**Extracted text**

──────

Growing up in this community, I learned that strong feelings about these issues arise from both a lack of science literacy and a distrust of experts. Sarah Olson, “My Parents Raised Me to Be a Science Denier, So I Educated Myself” at Leapsmag
Our Danish friend Karsten Pultz, author of Exit Evolution, read the dramatic story above of the flight from fundamentalism and responded by publishing his own account of how he escaped science denial. It is a somewhat different story, an excerpt from his book, translated into English:
When I was 7 or 8 years old, my father told me that in the old days, people believed that God had created life on earth. But since then we had become wiser, and science had now discovered that life came about by itself. It had been evolving for millions of years, and that man, in fact, descended from monkeys.
My father added that scientists only needed to find a certain fossil, the missing link between ape and man before they definitively had proven Darwin’s theory to be right. Who wouldn’t be impressed in such a situation, where Dad talks to you like you were an adult and shares with you groundbreaking scientific discoveries?

──────

**Data excerpt**
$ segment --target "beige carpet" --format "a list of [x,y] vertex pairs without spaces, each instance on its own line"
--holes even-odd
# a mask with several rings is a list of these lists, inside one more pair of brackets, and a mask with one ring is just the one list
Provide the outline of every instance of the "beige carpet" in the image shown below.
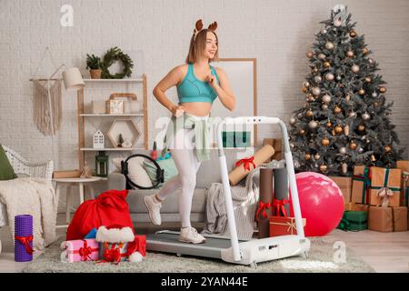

──────

Retype the stretch of the excerpt on escaping science denial from "Growing up in" through "descended from monkeys.". The lines above come from a separate source.

Growing up in this community, I learned that strong feelings about these issues arise from both a lack of science literacy and a distrust of experts. Sarah Olson, “My Parents Raised Me to Be a Science Denier, So I Educated Myself” at Leapsmag
Our Danish friend Karsten Pultz, author of Exit Evolution, read the dramatic story above of the flight from fundamentalism and responded by publishing his own account of how he escaped science denial. It is a somewhat different story, an excerpt from his book, translated into English:
When I was 7 or 8 years old, my father told me that in the old days, people believed that God had created life on earth. But since then we had become wiser, and science had now discovered that life came about by itself. It had been evolving for millions of years, and that man, in fact, descended from monkeys.